In past articles, we have seen the impact the airport and the gate places on the airplane design. Both the 767 and the 757 are FAA Design Group IV aircraft. This means that internationally, they fit in an ICAO Code D Gate with a wingspan between 36 and 52 meters and a main landing gear track width between 9 and 14 meters. In US domestic service, they use a Gate Type B or C. These gates both accept aircraft with wingspans between 118 Ft and 171 ft, with the Type B Gate being limited to a fuselage length of 160 Ft.
These gate limitations have significant impacts that affect the single-aisle airplane in more adverse ways than a twin-aisle airplane. Airport congestion on the ramp hampers longer airplanes more than shorter airplanes. When you push back off the gate, regulations say that the maximum nose wheel steering used shall not exceed 55 degrees. There are wingtip clearance requirements, minimum nose to building distances, and incredible variability airport-to- airport gate configurations. Congestion is everywhere and ground controllers often find aircraft movements blocked. Shorter aircraft will always be less impacted by the knock-on effects of this.

=== DATA SUPPLIED ===
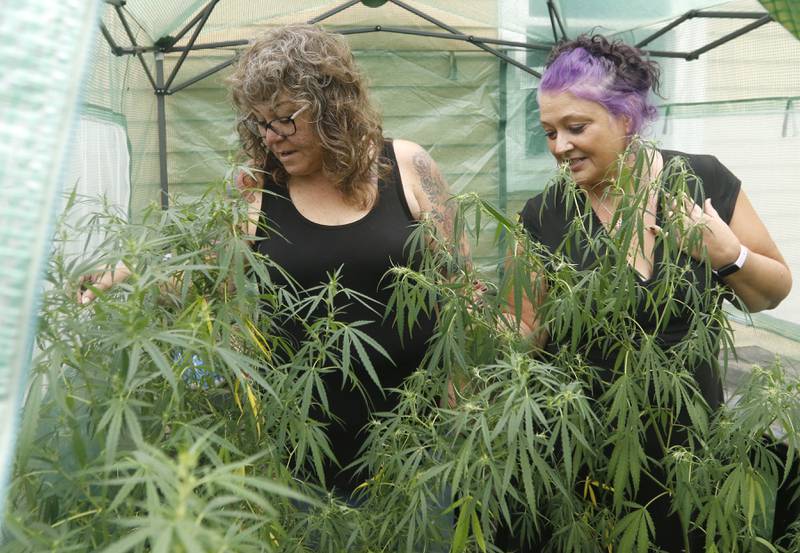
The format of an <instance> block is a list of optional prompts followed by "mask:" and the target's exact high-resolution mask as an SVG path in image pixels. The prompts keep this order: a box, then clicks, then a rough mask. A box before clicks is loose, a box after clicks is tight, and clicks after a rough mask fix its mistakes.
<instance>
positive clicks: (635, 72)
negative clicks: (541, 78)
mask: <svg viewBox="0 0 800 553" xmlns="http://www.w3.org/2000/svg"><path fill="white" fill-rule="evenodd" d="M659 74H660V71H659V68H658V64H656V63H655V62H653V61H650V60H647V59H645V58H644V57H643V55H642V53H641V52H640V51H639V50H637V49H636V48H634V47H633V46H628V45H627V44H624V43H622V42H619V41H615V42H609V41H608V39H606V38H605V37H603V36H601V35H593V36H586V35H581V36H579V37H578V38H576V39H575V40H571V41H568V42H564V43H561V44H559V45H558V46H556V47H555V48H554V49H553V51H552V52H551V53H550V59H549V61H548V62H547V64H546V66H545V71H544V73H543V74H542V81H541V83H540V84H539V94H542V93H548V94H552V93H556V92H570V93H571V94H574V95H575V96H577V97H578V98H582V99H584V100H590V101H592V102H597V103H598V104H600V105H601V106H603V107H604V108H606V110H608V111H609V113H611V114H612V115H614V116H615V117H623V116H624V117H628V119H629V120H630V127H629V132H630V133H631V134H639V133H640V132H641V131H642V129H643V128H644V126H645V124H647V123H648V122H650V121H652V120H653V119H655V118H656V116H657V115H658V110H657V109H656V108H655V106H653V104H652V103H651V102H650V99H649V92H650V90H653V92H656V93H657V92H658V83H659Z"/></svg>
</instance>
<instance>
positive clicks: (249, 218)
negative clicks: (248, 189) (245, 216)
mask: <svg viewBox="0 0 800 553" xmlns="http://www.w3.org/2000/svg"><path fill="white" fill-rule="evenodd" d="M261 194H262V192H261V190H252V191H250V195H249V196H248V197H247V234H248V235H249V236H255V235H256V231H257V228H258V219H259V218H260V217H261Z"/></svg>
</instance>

=== TASKS ===
**A)** Check each statement against the passage on airport gate limits. For each, answer yes or no and quote the words of the passage that settle it. (i) The 767 and the 757 are both FAA Design Group IV aircraft. (ii) The Type C gate is limited to a fuselage length of 160 feet. (iii) During pushback, nose wheel steering may not exceed 45 degrees.
**B)** Write the next part of the passage on airport gate limits, picking up after its final sentence.

=== PER-TASK OUTPUTS ===
**A)**
(i) Yes: "Both the 767 and the 757 are FAA Design Group IV aircraft."
(ii) No: "with the Type B Gate being limited to a fuselage length of 160 Ft."
(iii) No: "the maximum nose wheel steering used shall not exceed 55 degrees."

**B)**
However, there’s also the issue of slot availability at most airports outside the US. Virtually every major airport in Europe, Asia, and Australasia is slot-constrained at peak hours–if not most hours. This means a carrier can’t shorten its scheduled turn-times unless it can obtain better-timed slots, which is often difficult outside its hubs (where it controls a critical mass of slots). Ramp control and ATC might let you depart early on occasion — but if you can’t schedule a quicker turn, you can’t monetize it.
Enplaning and deplaning the airplane is a key revenue-generating opportunity. Time is money. The faster you get off the gate, the faster you fly and make money. A single-aisle airplane is constrained by the cabin door. Its door size is almost irrelevant when you have every passenger going down the same aisle path. Door size matters a lot on a twin-aisle airplane and reduces onload and offload times dramatically when sized to allow both aisles to load/unload simultaneously. The twin-aisle airplane needs a big door, a crucial first step in the rapid turnaround process that is not available to a single-aisle airplane. A big door twin-aisle airplane gives you faster passenger exchange, faster baggage handling because the bulk cargo access is better, faster loading of food and drinks, and faster cleaning because the workers have two aisles to work from. All of this means that you can get more trips per year out of the airplane. Those trips fly more people and belly cargo. Revenue increases happen that are not available to a single-aisle airplane.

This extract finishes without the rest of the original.